* **TESTO FORNITO**:
* * * * *

Da prima si scende lungo facili roccette sino a giungere, quasi immediatamente, ad una caratteristica, stretta ed esile, asse di legno che deve essere attraversata. Viste le condizioni non ottimali noi abbiamo preferito non stressare troppo l’asse cerando di appoggiare quanto più possibile il peso in corrisponenza dai fittoni metallici che la sorreggono. Oltrepassata questa il traverso continua poi su roccia passando in corrispondenza di una forcella e giungendo ad uno spiazzo ghiaioso da cui è possibile scendere senza ulteriori difficoltà dal versante opposto tramite un alternanza di placchette e rampette vegetative. Le funi metalliche della variante facile conducono in breve all’attacco della ferrata.

Da qui è possibile fare ritorno al rifugio Canali-Treviso e rientrare al parcheggio seguendo lo stesso percorso di avvicinamento oppure seguire verso sinistra il sentiero 718 in direzione della Forcella sell’Oltro che, attraverso un bosco fiabesco immerso nel parco Naturale Paneveggio-Pale di San Martino, conduce al Campigol dell’Oltro (1700 m.s.l.m.). Da qui inizia la discesa vera e propria e si giunge in prossimità della sponda del fimune dove si ritrovano le indicazioni per Malga Canali che in breve riconducono al parcheggio.

L’escursione è breve e l’esposizione ad ovest rende questo itinerario particolarmente piacevole durante le prime ore del mattino anche nella calde giornate estive. La ferrata è resa molto interessante dalla buona qualità della roccia e dai passaggi tecnici, peccato solo sia molto breve e ci sia a malapena il tempo di assaporarne la bellezza.

Via ferrata Giulio Segata

La pioggia di questi giorni d’agosto ci tiene lontani dalle salite alpinistiche in Dolomiti. Approfittiamo del fatto che le previsioni sono incerte anche in valle per goderci un giro panoramico sulle tre cime del Bondone con la speranza che il meteo regga e ci permetta di affrontare la ferrata Giulio Segata. Partiamo al mattino presto cercando di evitare la calca di turisti che in questo periodo tende ad invadere le nostre cime, con ogni probabilità comunque già disincentivati dal meteo non molto promettente.

Dopo aver parcheggiato alle Viote (1550 m s.l.m.) attacchiamo il sentiero numero 636 seguendo le indicazioni per il sentiero delle tre Cime fino al raggiungimento di un bivio dove ci attende un piccolo cerbiatto che non perde tempo a nascondersi non appena entriamo nel suo raggio visivo. Qui si entra nel bosco seguendo il sentiero che sale ripido e, dopo una bella scarpinata verticale tra sassi e radici rese scivolose dalla pioggia del giorno precedente, usciamo alla base di Cima Verde. Si continua a salire per ripidi pendii erbosi, mantenendo la destra, in direzione Doss d’Abramo, congiunto a Cima Verde da un evidente sentiero. Volendo, e facendo un piccolo sforzo in più, si può salire ancora qualche metro prima di raggiungere il Doss d’Abramo e raggiungere così proprio la vetta di Cima Verde (2102 m s.l.m.). Un po’ provati dalla salita terminata da poco, e con le nuvole all’orizzonte, decidiamo di non perdere tempo e di dirigerci subito verso la via ferrata. Giunti in prossimità del Doss d’Abramo iniziamo ad aggirarlo alla ricerca dell’attacco ma ci accorgiamo dopo breve di essere giunti sulla cengia a metà della salita dove si trova una possibile via di fuga dopo il primo tratto attrezzato. Torniamo indietro e scendiamo costeggiando la parete raggiungendo così l’attacco. Qualche indicazione ci era sfuggita di vista.

* * * * *

* **CONSEGNA 1**: Riporta dal racconto delle vie ferrate il passo che va da "Via ferrata Giulio Segata" a "non molto promettente.".
* **CONSEGNA 2**: Nel racconto delle vie ferrate, quale sentiero si imbocca dopo aver parcheggiato alle Viote?
* **CONSEGNA 3**: Prosegui per favore il racconto delle vie ferrate a partire dal punto in cui si interrompe.
I record sono materiale a sé, distinto dal racconto delle vie ferrate.

* * * * *

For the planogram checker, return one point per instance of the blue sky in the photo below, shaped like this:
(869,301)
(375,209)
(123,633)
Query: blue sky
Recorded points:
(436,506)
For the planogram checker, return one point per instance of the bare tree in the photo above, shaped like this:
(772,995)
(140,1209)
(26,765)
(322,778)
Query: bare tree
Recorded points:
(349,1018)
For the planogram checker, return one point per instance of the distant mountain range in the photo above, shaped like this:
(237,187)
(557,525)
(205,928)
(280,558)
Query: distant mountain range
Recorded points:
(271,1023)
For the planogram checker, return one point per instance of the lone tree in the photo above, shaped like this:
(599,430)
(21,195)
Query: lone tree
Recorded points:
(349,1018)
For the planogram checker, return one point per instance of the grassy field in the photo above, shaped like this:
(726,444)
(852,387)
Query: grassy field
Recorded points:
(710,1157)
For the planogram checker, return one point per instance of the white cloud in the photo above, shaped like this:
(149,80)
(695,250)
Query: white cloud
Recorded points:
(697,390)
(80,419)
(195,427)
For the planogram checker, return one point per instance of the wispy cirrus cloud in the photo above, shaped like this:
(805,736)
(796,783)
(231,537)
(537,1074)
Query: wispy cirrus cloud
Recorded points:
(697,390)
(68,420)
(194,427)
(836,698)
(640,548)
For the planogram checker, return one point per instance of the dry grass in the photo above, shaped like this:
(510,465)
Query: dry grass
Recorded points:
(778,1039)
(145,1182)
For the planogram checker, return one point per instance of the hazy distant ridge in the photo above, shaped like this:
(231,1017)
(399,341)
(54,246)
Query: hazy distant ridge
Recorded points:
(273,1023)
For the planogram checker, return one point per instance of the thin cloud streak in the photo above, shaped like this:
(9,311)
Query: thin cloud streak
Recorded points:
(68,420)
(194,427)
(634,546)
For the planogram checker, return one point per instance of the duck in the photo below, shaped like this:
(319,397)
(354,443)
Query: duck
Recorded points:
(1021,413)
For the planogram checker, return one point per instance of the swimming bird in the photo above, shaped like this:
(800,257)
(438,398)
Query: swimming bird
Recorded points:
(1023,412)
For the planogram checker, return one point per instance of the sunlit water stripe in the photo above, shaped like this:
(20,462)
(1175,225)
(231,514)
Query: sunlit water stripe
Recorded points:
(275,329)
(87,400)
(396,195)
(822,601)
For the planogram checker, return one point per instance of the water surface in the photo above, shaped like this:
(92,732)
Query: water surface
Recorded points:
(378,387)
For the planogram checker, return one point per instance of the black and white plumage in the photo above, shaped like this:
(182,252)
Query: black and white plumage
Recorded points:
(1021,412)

* * * * *

* **RISPOSTA ATTESA 1**:
Via ferrata Giulio Segata

La pioggia di questi giorni d’agosto ci tiene lontani dalle salite alpinistiche in Dolomiti. Approfittiamo del fatto che le previsioni sono incerte anche in valle per goderci un giro panoramico sulle tre cime del Bondone con la speranza che il meteo regga e ci permetta di affrontare la ferrata Giulio Segata. Partiamo al mattino presto cercando di evitare la calca di turisti che in questo periodo tende ad invadere le nostre cime, con ogni probabilità comunque già disincentivati dal meteo non molto promettente.

* **RISPOSTA ATTESA 2**: Il sentiero numero 636.

* **RISPOSTA ATTESA 3**:
Ci troviamo davanti la targhetta commemorativa ed il caratteristico foro che caratterizza l’inizio della ferrata: la salita è molto divertente e si svolge all’interno del buco che si sviluppa in una sorta di breve spirale verticale e culmina su di un minuto terrazzino. I numerosi pioli ed appigli naturali sulla roccia garantiscono una progressione continua, un po’ fisica ma sempre sicura con esposizione quasi nulla in questo tratto visto che le pareti ti avvolgono a 360°. Una volta usciti si affronta un tratto nel quale l’utilizzo del cavo di sicurezza e dei pioli a parete risulta praticamente indispensabile per il prosieguo che rimane comunque abbastanza faticoso vista la verticalità della parete, in alcuni tratti leggermente strapiombante. Si raggiunge una comoda cengia, la stessa su cui ci eravamo trovati poco prima sbagliando attacco, che permette un’eventuale fuga nel caso questa prima sezione di ferrata sia risultata troppo difficile, in quanto la seconda parte della ferrata è più lunga ed altrettanto impegnativa.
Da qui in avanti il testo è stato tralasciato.